##### DATASET
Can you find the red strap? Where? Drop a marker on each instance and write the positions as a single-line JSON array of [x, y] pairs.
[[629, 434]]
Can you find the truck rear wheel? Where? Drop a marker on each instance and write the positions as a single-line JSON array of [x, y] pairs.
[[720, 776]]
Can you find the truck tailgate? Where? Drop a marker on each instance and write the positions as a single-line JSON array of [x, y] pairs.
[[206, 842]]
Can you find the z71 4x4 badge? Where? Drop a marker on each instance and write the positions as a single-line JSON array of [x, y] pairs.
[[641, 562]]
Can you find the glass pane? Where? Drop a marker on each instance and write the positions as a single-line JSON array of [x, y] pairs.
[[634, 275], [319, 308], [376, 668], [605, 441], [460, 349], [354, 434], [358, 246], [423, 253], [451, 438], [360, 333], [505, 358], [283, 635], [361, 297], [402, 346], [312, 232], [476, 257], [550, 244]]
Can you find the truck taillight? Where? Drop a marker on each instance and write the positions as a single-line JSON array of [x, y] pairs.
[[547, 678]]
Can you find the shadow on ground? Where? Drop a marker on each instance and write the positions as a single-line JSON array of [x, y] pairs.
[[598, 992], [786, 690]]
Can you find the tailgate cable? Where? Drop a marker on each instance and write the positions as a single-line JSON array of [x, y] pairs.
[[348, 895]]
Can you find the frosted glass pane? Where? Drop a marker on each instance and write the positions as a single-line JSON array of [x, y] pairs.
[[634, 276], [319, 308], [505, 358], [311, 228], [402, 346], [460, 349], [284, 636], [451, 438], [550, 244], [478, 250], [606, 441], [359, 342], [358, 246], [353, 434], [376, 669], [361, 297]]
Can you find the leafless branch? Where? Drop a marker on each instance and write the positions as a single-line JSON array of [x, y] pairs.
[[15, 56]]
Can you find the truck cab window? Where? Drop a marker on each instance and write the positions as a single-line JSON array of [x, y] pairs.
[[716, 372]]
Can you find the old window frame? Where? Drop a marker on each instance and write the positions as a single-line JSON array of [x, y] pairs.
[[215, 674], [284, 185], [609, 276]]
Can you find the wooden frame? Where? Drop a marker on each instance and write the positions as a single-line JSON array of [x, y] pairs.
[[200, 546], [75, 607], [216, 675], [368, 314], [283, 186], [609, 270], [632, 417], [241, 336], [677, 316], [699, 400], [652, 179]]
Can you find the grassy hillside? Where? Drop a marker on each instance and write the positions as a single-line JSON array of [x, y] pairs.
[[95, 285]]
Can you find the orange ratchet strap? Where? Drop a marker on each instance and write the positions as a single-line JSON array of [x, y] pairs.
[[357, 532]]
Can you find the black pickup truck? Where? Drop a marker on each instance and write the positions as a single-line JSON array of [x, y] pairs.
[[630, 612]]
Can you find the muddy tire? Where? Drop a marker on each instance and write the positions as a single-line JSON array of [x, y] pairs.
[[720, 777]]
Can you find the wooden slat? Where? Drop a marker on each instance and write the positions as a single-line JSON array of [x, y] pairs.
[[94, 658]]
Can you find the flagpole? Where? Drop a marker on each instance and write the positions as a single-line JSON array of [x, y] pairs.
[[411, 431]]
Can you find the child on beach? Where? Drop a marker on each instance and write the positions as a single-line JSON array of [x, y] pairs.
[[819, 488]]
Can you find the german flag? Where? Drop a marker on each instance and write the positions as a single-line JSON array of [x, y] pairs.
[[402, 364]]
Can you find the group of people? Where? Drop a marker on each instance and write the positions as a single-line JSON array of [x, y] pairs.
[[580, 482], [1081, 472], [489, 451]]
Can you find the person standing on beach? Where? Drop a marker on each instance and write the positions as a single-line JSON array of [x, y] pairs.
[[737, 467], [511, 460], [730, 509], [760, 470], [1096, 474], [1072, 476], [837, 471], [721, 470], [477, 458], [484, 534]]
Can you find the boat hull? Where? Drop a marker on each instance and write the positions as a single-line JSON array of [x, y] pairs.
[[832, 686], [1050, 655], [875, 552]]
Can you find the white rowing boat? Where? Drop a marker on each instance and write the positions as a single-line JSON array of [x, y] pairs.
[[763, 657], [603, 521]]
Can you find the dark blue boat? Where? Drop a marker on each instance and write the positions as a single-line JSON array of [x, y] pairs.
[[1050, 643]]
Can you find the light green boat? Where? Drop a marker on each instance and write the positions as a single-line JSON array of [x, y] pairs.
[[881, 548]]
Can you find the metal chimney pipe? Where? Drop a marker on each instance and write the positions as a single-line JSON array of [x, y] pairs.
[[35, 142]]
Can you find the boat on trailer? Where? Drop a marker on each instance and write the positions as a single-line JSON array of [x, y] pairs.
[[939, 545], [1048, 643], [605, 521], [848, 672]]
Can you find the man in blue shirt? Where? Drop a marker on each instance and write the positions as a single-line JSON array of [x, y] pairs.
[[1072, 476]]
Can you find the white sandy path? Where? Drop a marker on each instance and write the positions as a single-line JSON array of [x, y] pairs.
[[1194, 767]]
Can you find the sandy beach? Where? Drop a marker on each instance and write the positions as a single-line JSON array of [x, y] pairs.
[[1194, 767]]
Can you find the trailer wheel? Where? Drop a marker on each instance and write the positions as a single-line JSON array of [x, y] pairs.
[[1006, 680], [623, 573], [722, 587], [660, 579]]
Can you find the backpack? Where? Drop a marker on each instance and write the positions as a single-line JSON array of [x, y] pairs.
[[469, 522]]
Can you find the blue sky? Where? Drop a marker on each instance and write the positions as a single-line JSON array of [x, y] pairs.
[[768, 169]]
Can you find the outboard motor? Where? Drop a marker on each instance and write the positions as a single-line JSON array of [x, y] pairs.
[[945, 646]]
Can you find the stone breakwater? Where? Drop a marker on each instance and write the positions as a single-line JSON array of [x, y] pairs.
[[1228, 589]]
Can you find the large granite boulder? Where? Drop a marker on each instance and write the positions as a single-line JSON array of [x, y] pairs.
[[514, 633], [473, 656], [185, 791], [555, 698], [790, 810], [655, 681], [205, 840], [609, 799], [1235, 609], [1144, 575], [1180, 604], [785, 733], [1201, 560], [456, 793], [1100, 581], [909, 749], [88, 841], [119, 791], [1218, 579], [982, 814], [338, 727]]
##########
**PROBLEM REQUIREMENTS:** Please set down every one of the records above again, word for word and without any changes.

**TASK RESPONSE:**
Can you find the red strap? Where? Drop a marker on each instance and write the positions as a single-line JSON array of [x, y] pairs.
[[629, 434]]
Can you find the truck rear wheel? Where? Drop a marker on each instance and write the positions as a single-line JSON array of [x, y] pairs.
[[720, 776]]
Can you find the truck tailgate? Where? Drop a marker on each instance and write the positions as a single-line JSON array of [x, y] pairs.
[[206, 842]]
Can you find the z71 4x4 badge? Where? Drop a marker on each instance and write the positions as a single-line JSON array of [x, y] pairs.
[[641, 562]]
Can you find the glass pane? Where? Drop a marker on each instance and write the positions as a single-line JSON array of [x, y] pairs.
[[634, 275], [319, 308], [376, 668], [605, 441], [460, 349], [354, 434], [358, 246], [423, 253], [451, 438], [360, 333], [505, 358], [283, 635], [361, 297], [402, 346], [312, 232], [476, 257], [550, 244]]
Can you find the truck taillight? Where? Drop a marker on each instance and write the positions as a single-line JSON array of [x, y] pairs.
[[547, 678]]
Can you find the shadow on ground? Where? Drop a marker on each instance and write the positions as a single-line JSON array of [x, y] pairs.
[[598, 992], [786, 690]]
Can you find the tailgate cable? Where? Drop a marker on each instance and write the positions as a single-line JSON array of [x, y] pairs.
[[348, 895]]
Can you find the frosted glass pane? Where? Drop a marker on each instance and write the positions as a single-line JSON array of [x, y] pairs.
[[634, 276], [319, 308], [505, 358], [311, 228], [402, 346], [460, 349], [284, 636], [451, 438], [550, 244], [478, 250], [606, 441], [359, 342], [358, 246], [353, 434], [376, 669], [361, 297]]
Can you find the leafless branch? Where? Drop a marker on each instance and write the positions as a single-line JSON array of [x, y] pairs.
[[15, 56]]
Can you find the truck cab window? Where? Drop a marker on each instance and write the positions as a single-line JSON array of [x, y] pairs.
[[716, 372]]
Can you find the old window frame? Where? Drop a marker on each instance and write the positions as a single-line JSON array of [x, y] pairs.
[[215, 674], [284, 185], [609, 276]]
Can you find the wooden frame? Where? Drop a marker on each instance and write the positions as a single-line JSON array of [x, y] pairs.
[[200, 546], [75, 607], [216, 675], [368, 314], [283, 186], [609, 270], [632, 417], [241, 336], [677, 316], [699, 400], [652, 179]]
Can you find the grassy hillside? Where? Drop a marker on each instance and write the positions as a single-line JSON array of [x, y] pairs.
[[95, 285]]
Can you find the orange ratchet strap? Where? Drop a marker on each instance and write the positions as a single-line JSON array of [x, y] pairs.
[[357, 532]]
Can you find the black pickup truck? Where? Drop a marker on each instance and write the positions as a single-line JSON array of [x, y] pairs.
[[630, 612]]
Can you find the muddy tire? Where? Drop a marker on each instance and write the positions as a single-line JSON array of [x, y] pairs.
[[720, 777]]
Can you find the wooden slat? Where? Drop a marker on each instance and write the positions as a single-line JSON array of [x, y] pairs.
[[94, 658]]
Can you find the flagpole? Where? Drop a marker on each instance and write the positions as a single-line JSON array of [x, y] pairs.
[[411, 431]]
Can you find the child on beach? Where? Drop a marker on each instance and write the positions as a single-line JSON array of [x, y] pairs.
[[819, 488]]
Can you find the german flag? Where? Drop a marker on each instance and write the positions as a single-line JSON array of [x, y] pairs.
[[402, 364]]
Can you find the group of people? Where? Drop a marker on each instance and write the positions as a single-line JSON array of [x, y] pairs.
[[580, 482], [1081, 472], [489, 451]]
Can you find the person standing on beach? Where? Drop a marker on each instance and write the positions as a single-line JSON array of [x, y] pairs.
[[737, 467], [511, 460], [730, 509], [760, 470], [1096, 474], [1072, 476], [837, 471], [721, 470], [477, 458], [484, 534]]
Can you find the boat hull? Where? Drop a marker on each instance and write the positions as a single-line JSON array of [x, y] pairs.
[[832, 686], [1050, 655], [875, 552]]
Can you find the white rowing boat? Where? Drop a marker on each instance and write the positions as a single-line JSON array of [x, y] pairs.
[[763, 657], [603, 521]]
Can you find the dark blue boat? Where? Drop a marker on each instance and write the positions as a single-line JSON array of [x, y] pairs.
[[1050, 643]]
Can you find the light green boat? Where? Drop a marker on each instance and write the positions as a single-line JSON array of [x, y] pairs.
[[881, 548]]
Can you find the metal chimney pipe? Where? Drop a marker on each instance and write the positions as a single-line JSON array of [x, y] pairs.
[[35, 142]]
Can you find the boat on trailer? Where? Drop a marker on each instance and write the positions as a single-line JSON array of [x, y] pairs.
[[939, 545], [1048, 643], [605, 521], [848, 672]]
Can you find the man in blue shirt? Where? Drop a marker on each instance and write the positions as a single-line JSON array of [x, y] pairs.
[[1072, 476]]
Can you find the white sandy path? Where? Drop a marker on each instance and write the positions as a single-line JSON array of [x, y] pairs.
[[1194, 767]]
Can you find the sandy beach? Where? Drop a marker on each instance and write the positions as a single-line JSON array of [x, y] pairs.
[[1194, 767]]
Can you find the trailer wheel? Where? Drop a marker on each instance and write the positions as a single-line JSON array of [x, y] pairs.
[[1006, 680], [623, 573], [722, 587], [660, 579]]
Can you find the backpack? Where? Drop a marker on each instance and write the positions as a single-line JSON array of [x, y] pairs.
[[469, 522]]
Can you find the blue sky? Where? Drop a marker on each instance and write the positions as a single-line JSON array of [x, y] pairs.
[[768, 169]]
Can you find the outboard motor? Where? Drop a marker on each instance and write the positions as a single-line JSON array of [x, y] pairs.
[[945, 646]]
Can you find the stone breakwater? Where? Drop a marker on each instance and write the positions as a single-line JSON array of [x, y] pairs.
[[1228, 589]]
Can you find the large granite boulder? Where? Drop a marker on each instance and write the positions as a single-line JSON array of [x, y] pairs.
[[514, 633], [473, 656], [185, 791], [555, 698], [790, 810], [655, 681], [205, 840], [609, 799], [1235, 609], [1144, 575], [1180, 604], [785, 733], [1201, 560], [456, 793], [1100, 581], [909, 749], [88, 841], [119, 791], [1218, 579], [982, 814], [338, 727]]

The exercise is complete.